Document section:
★ ★ ★

As I have mentioned in previous posts (here, here) my father used to own a commercial construction company. As such, many of his close friends are very wealthy (it makes sense; buildings are expensive, so if you are going to build one you tend to need a lot of money). Thus, I was fortunate to grow up around a lot of high net worth individuals and have gained a lot of insights from them over the years. Although wealthy, they tend to live modestly, are committed to their businesses, and balance work and pleasure. But there is one attribute many high net worth individuals share and it is the topic of today’s post.

My dad’s best friend, JS, is fantastically wealthy, although you wouldn’t know it if he walked by you on the street. He founded and is the CEO of one of a very small handful of companies that can lay municipal grade concrete sewer and water pipe. His company, although private, is worth hundreds of millions of dollars and JS personally makes $20-30M per year. But it was not always this way. JS came from humble beginnings. He knew from a young age that he wanted to run his own company so he started, and bankrupted, three separate companies before he hit it big with his current enterprise.  Speaking with JS, he will readily admit that he probably would not have been as successful with his company today had he not failed at his prior three companies. In short, it was the failures that taught him the skills necessary to be successful (and the first of these is “don’t fear failure”).

★ ★ ★

Region annotation items
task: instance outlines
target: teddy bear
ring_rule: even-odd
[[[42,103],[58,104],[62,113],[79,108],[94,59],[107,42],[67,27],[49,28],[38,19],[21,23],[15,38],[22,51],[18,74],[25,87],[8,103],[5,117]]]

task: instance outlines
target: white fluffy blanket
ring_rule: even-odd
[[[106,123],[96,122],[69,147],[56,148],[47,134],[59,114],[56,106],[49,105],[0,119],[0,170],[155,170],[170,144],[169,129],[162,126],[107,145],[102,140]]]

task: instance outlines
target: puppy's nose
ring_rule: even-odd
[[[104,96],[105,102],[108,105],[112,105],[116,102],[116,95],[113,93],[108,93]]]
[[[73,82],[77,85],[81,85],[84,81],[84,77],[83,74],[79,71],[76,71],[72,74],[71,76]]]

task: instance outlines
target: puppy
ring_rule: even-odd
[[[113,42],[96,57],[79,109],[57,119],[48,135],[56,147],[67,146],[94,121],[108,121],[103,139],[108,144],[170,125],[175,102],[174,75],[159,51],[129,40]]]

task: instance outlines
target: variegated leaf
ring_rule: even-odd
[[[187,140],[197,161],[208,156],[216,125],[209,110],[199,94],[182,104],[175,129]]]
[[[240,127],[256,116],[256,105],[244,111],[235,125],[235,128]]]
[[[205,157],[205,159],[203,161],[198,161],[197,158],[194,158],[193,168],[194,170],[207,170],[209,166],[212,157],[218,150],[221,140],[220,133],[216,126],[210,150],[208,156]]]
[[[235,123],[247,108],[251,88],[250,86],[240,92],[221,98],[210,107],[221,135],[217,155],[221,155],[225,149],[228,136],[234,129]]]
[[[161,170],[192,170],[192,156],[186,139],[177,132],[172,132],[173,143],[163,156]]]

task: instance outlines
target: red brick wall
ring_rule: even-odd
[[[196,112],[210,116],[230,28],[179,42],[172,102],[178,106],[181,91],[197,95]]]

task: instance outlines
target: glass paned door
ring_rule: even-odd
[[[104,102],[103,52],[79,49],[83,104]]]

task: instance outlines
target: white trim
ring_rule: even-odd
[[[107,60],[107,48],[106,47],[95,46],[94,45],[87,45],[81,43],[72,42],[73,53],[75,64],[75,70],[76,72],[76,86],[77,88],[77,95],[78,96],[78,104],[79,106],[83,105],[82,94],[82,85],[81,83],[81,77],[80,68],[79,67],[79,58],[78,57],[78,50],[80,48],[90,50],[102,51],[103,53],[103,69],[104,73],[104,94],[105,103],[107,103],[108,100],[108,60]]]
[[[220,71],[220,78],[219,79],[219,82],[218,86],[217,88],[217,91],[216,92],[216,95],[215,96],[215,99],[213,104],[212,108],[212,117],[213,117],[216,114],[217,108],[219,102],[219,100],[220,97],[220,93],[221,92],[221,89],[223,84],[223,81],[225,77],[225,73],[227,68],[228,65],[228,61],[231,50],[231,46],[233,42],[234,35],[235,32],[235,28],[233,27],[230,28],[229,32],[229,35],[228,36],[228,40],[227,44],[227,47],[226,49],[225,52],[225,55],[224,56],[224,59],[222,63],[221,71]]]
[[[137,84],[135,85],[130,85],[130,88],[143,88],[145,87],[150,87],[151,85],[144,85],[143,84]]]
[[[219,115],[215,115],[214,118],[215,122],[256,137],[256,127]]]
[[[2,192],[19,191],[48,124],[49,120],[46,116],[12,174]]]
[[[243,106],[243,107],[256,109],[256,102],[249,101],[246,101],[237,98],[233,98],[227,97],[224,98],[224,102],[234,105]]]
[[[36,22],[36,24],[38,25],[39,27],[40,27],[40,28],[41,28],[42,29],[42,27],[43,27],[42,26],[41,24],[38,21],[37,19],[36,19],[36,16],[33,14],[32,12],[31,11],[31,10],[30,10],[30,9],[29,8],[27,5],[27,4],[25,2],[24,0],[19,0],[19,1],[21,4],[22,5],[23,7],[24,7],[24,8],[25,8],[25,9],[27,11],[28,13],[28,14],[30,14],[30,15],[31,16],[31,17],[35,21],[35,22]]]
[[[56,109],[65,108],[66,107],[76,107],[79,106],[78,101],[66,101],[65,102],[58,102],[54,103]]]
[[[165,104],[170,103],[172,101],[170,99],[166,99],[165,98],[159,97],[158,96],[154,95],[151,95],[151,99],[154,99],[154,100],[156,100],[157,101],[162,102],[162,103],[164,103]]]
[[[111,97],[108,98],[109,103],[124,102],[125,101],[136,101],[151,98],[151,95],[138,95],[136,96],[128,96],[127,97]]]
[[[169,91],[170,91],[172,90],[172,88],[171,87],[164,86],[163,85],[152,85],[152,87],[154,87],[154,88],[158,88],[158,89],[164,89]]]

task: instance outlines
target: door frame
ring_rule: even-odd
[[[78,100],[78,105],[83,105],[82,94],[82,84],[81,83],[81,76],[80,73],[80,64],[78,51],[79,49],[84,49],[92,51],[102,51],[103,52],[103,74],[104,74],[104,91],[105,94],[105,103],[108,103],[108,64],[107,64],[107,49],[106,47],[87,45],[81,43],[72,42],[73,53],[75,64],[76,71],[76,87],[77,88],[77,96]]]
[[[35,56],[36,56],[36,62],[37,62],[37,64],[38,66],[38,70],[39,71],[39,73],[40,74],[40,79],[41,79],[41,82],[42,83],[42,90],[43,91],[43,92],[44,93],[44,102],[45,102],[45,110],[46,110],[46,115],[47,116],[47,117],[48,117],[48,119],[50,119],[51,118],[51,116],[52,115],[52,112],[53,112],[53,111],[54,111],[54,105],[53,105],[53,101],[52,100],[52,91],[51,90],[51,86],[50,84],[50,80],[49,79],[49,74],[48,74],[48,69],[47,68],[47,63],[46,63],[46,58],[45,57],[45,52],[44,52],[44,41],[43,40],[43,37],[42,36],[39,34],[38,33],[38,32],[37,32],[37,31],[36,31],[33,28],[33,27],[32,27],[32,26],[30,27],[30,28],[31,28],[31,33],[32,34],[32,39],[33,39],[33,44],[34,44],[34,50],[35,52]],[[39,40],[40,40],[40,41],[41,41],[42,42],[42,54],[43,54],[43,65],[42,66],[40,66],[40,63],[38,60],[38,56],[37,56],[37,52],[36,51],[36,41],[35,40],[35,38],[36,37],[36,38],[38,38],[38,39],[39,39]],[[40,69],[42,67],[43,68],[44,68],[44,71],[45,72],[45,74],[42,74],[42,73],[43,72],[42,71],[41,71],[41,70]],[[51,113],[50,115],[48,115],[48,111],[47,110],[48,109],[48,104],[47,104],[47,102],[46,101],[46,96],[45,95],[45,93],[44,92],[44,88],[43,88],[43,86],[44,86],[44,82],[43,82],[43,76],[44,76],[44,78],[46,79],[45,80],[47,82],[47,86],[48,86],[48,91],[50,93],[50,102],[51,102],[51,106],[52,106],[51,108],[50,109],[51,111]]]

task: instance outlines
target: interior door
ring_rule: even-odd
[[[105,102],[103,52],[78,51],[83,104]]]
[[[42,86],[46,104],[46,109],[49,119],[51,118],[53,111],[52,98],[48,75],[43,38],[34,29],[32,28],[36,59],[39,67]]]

★ ★ ★

To-do list:
(1) Answer these questions about the post on JS and wealthy business owners:
(a) What kind of company did the writer's father own?
(b) How many companies did JS start and bankrupt before his current one?
(c) How much does JS personally make per year?
(2) Write the next part of the post on JS and wealthy business owners, picking up after its final sentence.

Expected answers:
(1)
(a) A commercial construction company.
(b) Three.
(c) $20-30M.

(2)
Another example: As readers of my blog know, I am currently working in a company that was recently acquired by a Fortune 500 company, and the original founder has a very similar story. He was working for an IT integrator and thought he could do a better job addressing market needs by starting his own company. So, he left and did just that. The first few years were very rough as he had numerous cash flow issues and struggled to get product on time from major suppliers. He decided to deal with this issue by hiring engineers to create his own products. It was a disaster! The products didn’t work well, customers were complaining, and they were very close to shuttering the doors for good. However, he persisted and worked closely with customers to understand their needs better than competitors and eventually the product quality improved and the business grew. In 2013 he sold the company for just under $300M, netting himself about $100M in the process. To this day, he tells audiences that it was the early product failures that forced him to become more responsive to customer needs which, ultimately, made his product wildly successful in the market place.